◆ **INSTRUCTIONS FOR THE TASK**:
Change "Machine Learning" to "Data Science" in the thread on Python and Kotlin, and give the passage between "My latest article about questioning the supremacy ..." and "write the response.", inclusive, with that replacement.

◆ **SELECTION**:
My latest article about questioning the supremacy ...
# datascience
t
My latest article about questioning the supremacy of Python in Machine Learning followed by a state of the ecosystem in Kotlin and an example in Spark. https://www.thomaslegrand.tech/kotlin/2019/04/07/machine-learning-kotlin.html Slack Conversation
👍 3
a
t
Thank you 🙂
a
It was kind of funny coincidence, I've read your message in the same time I started to write the response.
t
haha I guess. Life sometimes 🤷‍♂️
j
Python is language to quickly hack something, easily do what you want to do without hassle. Almost no wait time to run some code, while comparing with kotlin, you have to deal with some build system (gradle etc..), wait for compilation and build every time you change some code. Python’s supremacy on this becomes more important when you are not sure about, lets say how 3rd party lib. function works (or even how some python code works), you can quickly! test it with Python Console, no compiling, building... Creating project, virtual environment and installing requirements are easier (better) than java, kotlin. So, python is really good for small, medium projects. On the other hand, main problem could be dynamic typing. On python3 there is type hinting, but it does not solve the problem completely. You can type hint your own code, but still when reading library documentation, it is still difficult to understand what type it expects, returns etc… Which forces you to deep dive library code. Another difference comes into play when how every code, library works together. There are numpy, pandas, matplotlib (or seaborn), sklearn… libraries where all of them works together in harmony, just as it should be. You can convert one library’s data type (pandas.dataframe) to another library’s data type (numpy.ndarray), very cool. Now on java ecosystem, there are libraries that are alternative to numpy data types, to read csv, to plot graphics etc.. But do they all work together as single piece, just like in python? Are they mature as python libraries? Those are big concerns. So when it comes to huge project, java system vs python can be discussed, but on small-medium project i don’t think it should be discussed. 🙂
a
You can run kotlin in REPL/Notebook mode the same way as you run python. There is internal Kotlin REPL (it is not very convenient, but it works) and you can run kotlin in notebook for example with beakerx. Also I do not think that "test in a console if you do not know what it does" is a good argument. In statically typed language you never need to do it, because you can rely on types and documentation for that. In the worst case scenario, you can fall through to the sources. In python most sources are just wrappers for C/Fortran, so it does not help.
j
“test in a console if you do not know what it does” this argument is not about type system. It is about when learning or using something new, you can be unsure how it works, not about the data type, but the functionality. Same approach can be done on java ecosystem. For example, when learning RxJava, when you are novice and you don’t know how RxJava operators behave, hot or cold observables behave…, you open IntelliJ and create small project to quickly try to be sure that code behaves as you expect or not. But Python Console makes it really easy to do this kinds of test (no need to create separate project, just open console, import library, try your code)
a
You can't understand how function works just by running it in console. You can understand what input-output it has. I am not saying that python is useless, I am saying that the console is a wrong argument.
Python does have simplified data access and visualization tools out of the box. It is convenient when you need quick and dirty analysis and reproducible plots. But serious development - nah. Julia looks promising, but has a lot of problems of its own.

◆ **GIVEN DATA**:
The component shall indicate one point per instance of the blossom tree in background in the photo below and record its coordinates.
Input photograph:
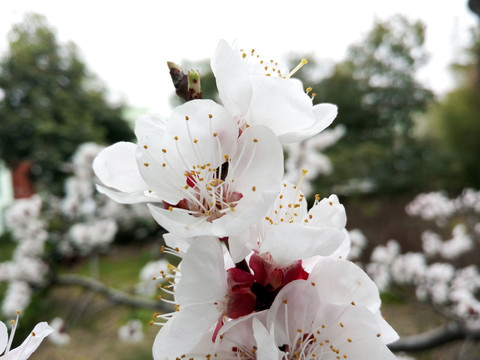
(445, 274)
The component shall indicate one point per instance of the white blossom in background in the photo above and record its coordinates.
(93, 236)
(308, 155)
(131, 332)
(432, 206)
(29, 345)
(408, 268)
(59, 336)
(17, 297)
(149, 282)
(358, 243)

◆ **CORRECT ANSWER**:
My latest article about questioning the supremacy ...
# datascience
t
My latest article about questioning the supremacy of Python in Data Science followed by a state of the ecosystem in Kotlin and an example in Spark. https://www.thomaslegrand.tech/kotlin/2019/04/07/machine-learning-kotlin.html Slack Conversation
👍 3
a
t
Thank you 🙂
a
It was kind of funny coincidence, I've read your message in the same time I started to write the response.